_Instrucción_: Traduce al inglés esta oración del texto seleccionado de abajo: "El baile de la aeronave entre las nubes modificaba las posiciones de los contorsionistas que tratábamos de dormir".

_Texto seleccionado_:

Panamá
Olvidados I
- Alonso Correa
- /
- opinion@epasa.com
- /
El vehículo, traqueteando aún más que el avión nos lanza a través de Changuinola. La pericia y las maniobras del conductor recortaban las distancias y esquivaban los cráteres en una carretera que serpenteaba a lo largo de montañas y ríos, con la atenta mirada del mar a babor. Cortamos, con el machacante ronroneo del vehículo, por valles y montañas.

El incesante ruido de los motores de la avioneta creaba una atmósfera estresante en la cabina, pero al mismo tiempo ayudaba a conciliar el sueño truncado por un vuelo tan temprano. El baile de la aeronave entre las nubes modificaba las posiciones de los contorsionistas que tratábamos de dormir.
Los interminables platanales se preguntan qué hacíamos allá arriba. Aterrizamos poco después de las 9:00. Una pequeña comisión de policías fueron nuestro comité de bienvenida. Se compensó la falta de gente con una improvisada rueda de prensa.

_Información proporcionada_:

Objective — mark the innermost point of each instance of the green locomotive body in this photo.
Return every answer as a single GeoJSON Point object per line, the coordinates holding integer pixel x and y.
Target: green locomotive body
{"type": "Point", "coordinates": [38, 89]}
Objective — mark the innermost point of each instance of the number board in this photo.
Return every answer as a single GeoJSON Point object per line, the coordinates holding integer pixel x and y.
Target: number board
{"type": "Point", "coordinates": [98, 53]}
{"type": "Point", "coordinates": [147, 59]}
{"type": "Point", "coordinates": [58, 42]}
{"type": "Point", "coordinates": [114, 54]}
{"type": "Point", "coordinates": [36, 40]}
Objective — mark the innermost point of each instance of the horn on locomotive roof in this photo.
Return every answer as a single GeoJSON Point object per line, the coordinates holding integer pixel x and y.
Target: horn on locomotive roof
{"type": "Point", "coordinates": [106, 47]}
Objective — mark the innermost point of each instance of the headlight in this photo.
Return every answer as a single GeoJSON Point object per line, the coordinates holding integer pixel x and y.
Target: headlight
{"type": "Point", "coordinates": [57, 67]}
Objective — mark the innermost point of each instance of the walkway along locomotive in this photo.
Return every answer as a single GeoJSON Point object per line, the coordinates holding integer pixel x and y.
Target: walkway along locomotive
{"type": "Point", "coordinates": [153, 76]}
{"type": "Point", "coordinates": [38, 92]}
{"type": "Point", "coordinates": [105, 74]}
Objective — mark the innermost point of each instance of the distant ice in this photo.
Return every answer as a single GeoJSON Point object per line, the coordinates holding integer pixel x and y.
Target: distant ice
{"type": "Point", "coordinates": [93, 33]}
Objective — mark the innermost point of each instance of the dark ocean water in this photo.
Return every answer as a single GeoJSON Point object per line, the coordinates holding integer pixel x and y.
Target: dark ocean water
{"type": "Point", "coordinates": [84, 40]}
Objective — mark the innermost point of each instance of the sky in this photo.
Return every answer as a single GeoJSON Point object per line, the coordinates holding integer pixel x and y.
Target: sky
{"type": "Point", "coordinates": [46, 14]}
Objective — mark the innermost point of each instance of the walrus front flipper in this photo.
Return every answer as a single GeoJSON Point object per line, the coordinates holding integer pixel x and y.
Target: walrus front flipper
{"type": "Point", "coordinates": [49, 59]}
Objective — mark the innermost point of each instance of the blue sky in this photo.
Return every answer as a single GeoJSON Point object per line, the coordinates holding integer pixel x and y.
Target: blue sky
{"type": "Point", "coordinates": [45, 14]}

_Respuesta_: The aircraft's dance among the clouds shifted the positions of us contortionists who were trying to sleep.